[Written instruction A]:
Name every artist whose youthful adventure, according to the Saatchi show review, rapidly turned routine and tedious.
[Written instruction B]:
Reproduce the part of the Saatchi show review from "In spite of" up to and including "you’ll keep it." without any changes.

Allusions to The Third Reich or an 80s Manchester dance band in the title are not born out in the selection of works. I didn’t really expect them to be. It’ll be a Blue Monday in hell before Charles concedes that Bizarre Love Triangle. The seventeen artists are simply a summary of his recent acquisitions in the UK. Whether they are actually representative of British Art is another matter. With two Spaniards, a Frenchman, Pole and Czech qualifying here as current residents, it’s hard to see ‘British’ counting for very much in any case. The New Order would seem to be Euro, displaced and somewhat detached. Actually, the music wouldn’t have been out of place, come to think of it. But this probably says more about the collector than the collected. Complaints that the current show fails to deliver the spectacle of the Sensation shows of the 90s, miss the point that Saatchi too has moved on. He’s not looking for scandal anymore, for truculence or blag. These days his tastes run to more subdued, complex statements. Consensus seems to be that there are three standouts – the paintings of Steven Allan, the photographs of Alejandro Guijarro and the sculptures of Nicolas Deshayes – with the rest more of less tailing away into mediocrity. I can’t disagree.
In spite of the ample setting, the collection mostly has the feel of a post-graduate show and for the obvious reason that Saatchi still likes to collect from the supposed ‘up-and-coming’, even though this has tended to become a self-fulfilling prophecy. I suspect it’s become a bit of a habit. The new is presumed the property of the young, at least when suitably schooled. Although there are many examples of artists making important breakthroughs later in their careers, such as El Greco, Gainsborough, Goya, Cezanne, Gauguin, Kandinsky, Mondrian and de Kooning. Sometimes the best ideas are not the first ideas. Sometimes it takes rejection to prompt bolder inspiration. Then again, much youthful adventure rapidly turns routine and tedious, such as the work of Derain, Hockney, Stella or Schutz. Even when you’ve got it, doesn’t mean you’ll keep it.

[Given entries]:
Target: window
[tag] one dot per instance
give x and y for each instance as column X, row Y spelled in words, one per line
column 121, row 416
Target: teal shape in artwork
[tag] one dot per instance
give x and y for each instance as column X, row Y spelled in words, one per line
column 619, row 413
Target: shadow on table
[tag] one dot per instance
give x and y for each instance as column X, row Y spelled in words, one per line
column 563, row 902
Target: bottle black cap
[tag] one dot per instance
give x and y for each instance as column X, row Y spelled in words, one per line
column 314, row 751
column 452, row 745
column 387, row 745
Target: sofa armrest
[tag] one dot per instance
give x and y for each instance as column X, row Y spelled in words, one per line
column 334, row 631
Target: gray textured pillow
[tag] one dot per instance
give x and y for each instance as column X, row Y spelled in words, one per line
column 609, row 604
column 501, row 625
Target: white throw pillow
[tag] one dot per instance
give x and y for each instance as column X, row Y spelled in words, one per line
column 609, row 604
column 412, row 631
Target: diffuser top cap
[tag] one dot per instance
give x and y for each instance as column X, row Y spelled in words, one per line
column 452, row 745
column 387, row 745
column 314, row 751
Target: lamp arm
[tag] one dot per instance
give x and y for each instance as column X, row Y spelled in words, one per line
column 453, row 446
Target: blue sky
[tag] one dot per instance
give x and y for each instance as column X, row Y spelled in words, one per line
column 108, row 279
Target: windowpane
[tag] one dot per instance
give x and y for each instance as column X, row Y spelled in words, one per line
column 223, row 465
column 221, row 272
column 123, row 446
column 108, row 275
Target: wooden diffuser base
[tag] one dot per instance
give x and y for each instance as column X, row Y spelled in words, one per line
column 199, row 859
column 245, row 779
...
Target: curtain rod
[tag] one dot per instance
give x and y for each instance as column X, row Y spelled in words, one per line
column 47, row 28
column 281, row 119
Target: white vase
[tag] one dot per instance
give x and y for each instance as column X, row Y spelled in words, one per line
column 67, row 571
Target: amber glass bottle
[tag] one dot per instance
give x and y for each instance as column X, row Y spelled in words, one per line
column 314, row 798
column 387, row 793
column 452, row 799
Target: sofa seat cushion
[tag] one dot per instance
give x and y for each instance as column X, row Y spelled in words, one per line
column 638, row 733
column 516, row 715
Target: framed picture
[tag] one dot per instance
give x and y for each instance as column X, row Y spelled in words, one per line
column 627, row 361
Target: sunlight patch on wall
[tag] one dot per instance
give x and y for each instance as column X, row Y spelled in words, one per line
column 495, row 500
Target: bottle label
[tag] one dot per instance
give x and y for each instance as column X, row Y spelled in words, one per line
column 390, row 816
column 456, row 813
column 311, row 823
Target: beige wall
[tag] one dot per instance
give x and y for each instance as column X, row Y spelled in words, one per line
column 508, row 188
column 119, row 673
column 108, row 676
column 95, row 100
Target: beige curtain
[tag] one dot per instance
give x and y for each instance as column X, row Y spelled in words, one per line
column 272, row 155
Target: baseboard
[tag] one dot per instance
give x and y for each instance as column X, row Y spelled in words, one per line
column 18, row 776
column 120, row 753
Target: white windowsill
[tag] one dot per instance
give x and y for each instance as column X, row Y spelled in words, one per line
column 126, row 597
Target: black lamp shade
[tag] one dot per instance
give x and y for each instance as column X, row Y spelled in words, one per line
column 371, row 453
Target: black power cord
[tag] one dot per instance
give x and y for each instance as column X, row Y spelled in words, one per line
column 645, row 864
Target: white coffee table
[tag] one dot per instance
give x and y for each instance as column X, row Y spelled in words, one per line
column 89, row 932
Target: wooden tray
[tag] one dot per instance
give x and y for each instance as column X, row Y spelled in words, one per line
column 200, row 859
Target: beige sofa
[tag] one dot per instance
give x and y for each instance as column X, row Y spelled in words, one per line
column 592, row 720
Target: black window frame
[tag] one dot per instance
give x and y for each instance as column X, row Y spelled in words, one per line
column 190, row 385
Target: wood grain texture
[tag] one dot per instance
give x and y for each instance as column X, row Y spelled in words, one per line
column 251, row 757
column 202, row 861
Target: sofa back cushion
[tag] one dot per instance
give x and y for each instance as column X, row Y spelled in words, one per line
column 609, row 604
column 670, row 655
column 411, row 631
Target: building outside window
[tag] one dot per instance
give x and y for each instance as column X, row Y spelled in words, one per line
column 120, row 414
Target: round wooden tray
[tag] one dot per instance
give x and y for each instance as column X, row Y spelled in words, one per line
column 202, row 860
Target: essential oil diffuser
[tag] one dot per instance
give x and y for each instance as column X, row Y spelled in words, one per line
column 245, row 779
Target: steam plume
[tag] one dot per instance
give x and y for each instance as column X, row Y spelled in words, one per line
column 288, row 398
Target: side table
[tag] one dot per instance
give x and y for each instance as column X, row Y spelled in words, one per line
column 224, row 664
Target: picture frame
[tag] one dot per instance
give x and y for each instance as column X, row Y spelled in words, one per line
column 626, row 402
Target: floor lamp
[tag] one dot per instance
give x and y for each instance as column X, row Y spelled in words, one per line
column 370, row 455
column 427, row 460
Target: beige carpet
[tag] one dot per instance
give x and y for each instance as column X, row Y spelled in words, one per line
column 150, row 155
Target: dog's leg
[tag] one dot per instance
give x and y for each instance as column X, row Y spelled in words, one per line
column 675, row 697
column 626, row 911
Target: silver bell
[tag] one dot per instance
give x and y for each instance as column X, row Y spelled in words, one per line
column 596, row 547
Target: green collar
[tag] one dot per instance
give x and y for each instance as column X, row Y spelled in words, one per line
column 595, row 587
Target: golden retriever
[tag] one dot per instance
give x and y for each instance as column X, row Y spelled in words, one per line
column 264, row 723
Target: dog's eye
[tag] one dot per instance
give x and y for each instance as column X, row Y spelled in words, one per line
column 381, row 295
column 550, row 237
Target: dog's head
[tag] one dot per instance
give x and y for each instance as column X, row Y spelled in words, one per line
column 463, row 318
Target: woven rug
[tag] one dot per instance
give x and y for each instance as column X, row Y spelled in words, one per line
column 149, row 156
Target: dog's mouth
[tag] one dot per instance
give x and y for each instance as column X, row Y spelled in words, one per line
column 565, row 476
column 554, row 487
==
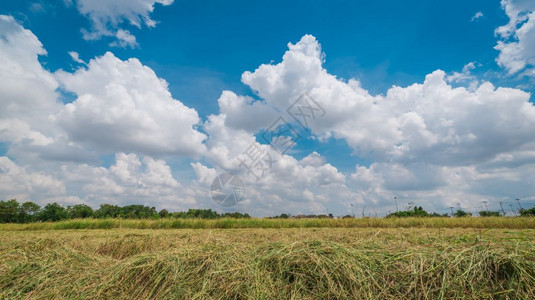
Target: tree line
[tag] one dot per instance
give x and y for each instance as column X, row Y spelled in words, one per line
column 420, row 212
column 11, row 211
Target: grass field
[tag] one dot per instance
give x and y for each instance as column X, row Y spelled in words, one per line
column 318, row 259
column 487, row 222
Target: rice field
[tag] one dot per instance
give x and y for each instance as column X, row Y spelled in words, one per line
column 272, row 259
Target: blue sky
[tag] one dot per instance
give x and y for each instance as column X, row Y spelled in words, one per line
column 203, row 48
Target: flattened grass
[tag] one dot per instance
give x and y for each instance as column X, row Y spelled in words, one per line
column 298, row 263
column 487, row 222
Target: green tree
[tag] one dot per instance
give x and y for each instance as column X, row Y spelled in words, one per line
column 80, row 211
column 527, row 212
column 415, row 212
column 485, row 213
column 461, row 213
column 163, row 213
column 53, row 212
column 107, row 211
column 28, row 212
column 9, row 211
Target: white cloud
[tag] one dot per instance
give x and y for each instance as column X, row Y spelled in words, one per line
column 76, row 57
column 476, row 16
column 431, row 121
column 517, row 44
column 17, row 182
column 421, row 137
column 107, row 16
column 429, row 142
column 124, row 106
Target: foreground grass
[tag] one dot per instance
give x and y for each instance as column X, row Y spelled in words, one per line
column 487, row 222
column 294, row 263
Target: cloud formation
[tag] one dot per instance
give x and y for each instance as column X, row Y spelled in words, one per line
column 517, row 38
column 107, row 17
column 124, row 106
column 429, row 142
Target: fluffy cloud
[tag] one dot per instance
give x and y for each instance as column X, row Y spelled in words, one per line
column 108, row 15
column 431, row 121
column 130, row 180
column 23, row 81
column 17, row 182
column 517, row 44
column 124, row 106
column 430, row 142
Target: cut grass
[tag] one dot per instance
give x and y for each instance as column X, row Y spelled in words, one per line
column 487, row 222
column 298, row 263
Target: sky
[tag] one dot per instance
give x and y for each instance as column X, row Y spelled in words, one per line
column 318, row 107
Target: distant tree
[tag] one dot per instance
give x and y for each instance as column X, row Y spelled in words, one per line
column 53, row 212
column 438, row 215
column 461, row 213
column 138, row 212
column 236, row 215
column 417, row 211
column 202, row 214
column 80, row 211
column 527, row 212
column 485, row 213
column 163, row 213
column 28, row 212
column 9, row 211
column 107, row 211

[Worked solution A]:
Derain, Hockney, Stella, Schutz

[Worked solution B]:
In spite of the ample setting, the collection mostly has the feel of a post-graduate show and for the obvious reason that Saatchi still likes to collect from the supposed ‘up-and-coming’, even though this has tended to become a self-fulfilling prophecy. I suspect it’s become a bit of a habit. The new is presumed the property of the young, at least when suitably schooled. Although there are many examples of artists making important breakthroughs later in their careers, such as El Greco, Gainsborough, Goya, Cezanne, Gauguin, Kandinsky, Mondrian and de Kooning. Sometimes the best ideas are not the first ideas. Sometimes it takes rejection to prompt bolder inspiration. Then again, much youthful adventure rapidly turns routine and tedious, such as the work of Derain, Hockney, Stella or Schutz. Even when you’ve got it, doesn’t mean you’ll keep it.